◆ Task to carry out
Continue the passage on large language models and the communalization of knowledge, beginning right after its final sentence.

#### Text shown

It may seem shocking to present LLMs (and their future descendants) as constituting cognitive communism, even though many of them are owned or financed by capitalist entities, and their datasets have often been constituted by the exploitation of click workers and blind cultural extractivism.

Rather, this text aims to show how LLMs are already changing the dissemination of knowledge, and why they must be communalized as a matter of urgency to prevent knowledge from becoming even more of an economy for the benefit of the few and a source of further inequality, if that is even possible. There is a contradiction between the private ownership of LLMs and the nature of their interactions with human beings, so that their fate is deeply ambivalent.

########
#### Provided material

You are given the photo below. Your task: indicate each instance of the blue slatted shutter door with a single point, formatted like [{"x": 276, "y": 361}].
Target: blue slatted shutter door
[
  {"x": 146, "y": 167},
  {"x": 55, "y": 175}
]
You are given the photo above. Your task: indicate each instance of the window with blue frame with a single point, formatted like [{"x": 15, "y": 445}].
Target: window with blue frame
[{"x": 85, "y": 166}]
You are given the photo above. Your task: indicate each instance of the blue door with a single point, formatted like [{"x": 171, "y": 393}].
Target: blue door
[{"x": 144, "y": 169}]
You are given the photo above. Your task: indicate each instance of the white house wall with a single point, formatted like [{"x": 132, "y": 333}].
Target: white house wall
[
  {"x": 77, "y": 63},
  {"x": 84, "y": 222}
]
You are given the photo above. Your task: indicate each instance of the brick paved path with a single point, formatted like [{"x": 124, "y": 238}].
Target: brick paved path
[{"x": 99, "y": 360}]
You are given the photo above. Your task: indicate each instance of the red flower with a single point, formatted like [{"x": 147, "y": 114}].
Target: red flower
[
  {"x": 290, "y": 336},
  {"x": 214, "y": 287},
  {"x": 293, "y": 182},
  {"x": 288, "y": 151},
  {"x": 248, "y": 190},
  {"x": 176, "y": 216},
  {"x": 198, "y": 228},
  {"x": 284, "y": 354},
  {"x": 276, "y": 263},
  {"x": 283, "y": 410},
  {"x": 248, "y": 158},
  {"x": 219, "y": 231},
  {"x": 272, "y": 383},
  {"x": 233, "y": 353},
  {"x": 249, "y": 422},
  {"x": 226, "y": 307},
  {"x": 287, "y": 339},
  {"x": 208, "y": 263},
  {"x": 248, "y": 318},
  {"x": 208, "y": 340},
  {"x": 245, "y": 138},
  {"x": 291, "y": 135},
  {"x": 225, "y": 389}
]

########

◆ Response to the exercise
What do we mean by cognitive communism? If the dissemination of knowledge is always caught up in a dialectic between pooling (which spreads and multiplies without taking from anyone) and taking power and domination (which concentrates and excludes to reproduce inequalities), in the case of statistical induction we must note an intensification and change in the nature of cognition. Indeed, AI enables the automation of learning, thereby accelerating the dissemination of knowledge. It’s as if machine learning displaced anthropological learning by internalizing it. It’s as if learning were now two-sided, with a machine side and a human side.

As a result, specialized skills such as computer programming in Python are becoming more readily accessible, without becoming completely automated. You need to give the software a few pointers, which presupposes a minimum understanding of the language and the objectives pursued in order to obtain results. While the approach remains instrumental at heart, we can’t avoid feeling, by using and experimenting with it, that our power to act increases because we have access to knowledge without being blocked by new learning whose slope would be too arduous. We make use of what we’ve learned by walking through it, rather than internalizing it.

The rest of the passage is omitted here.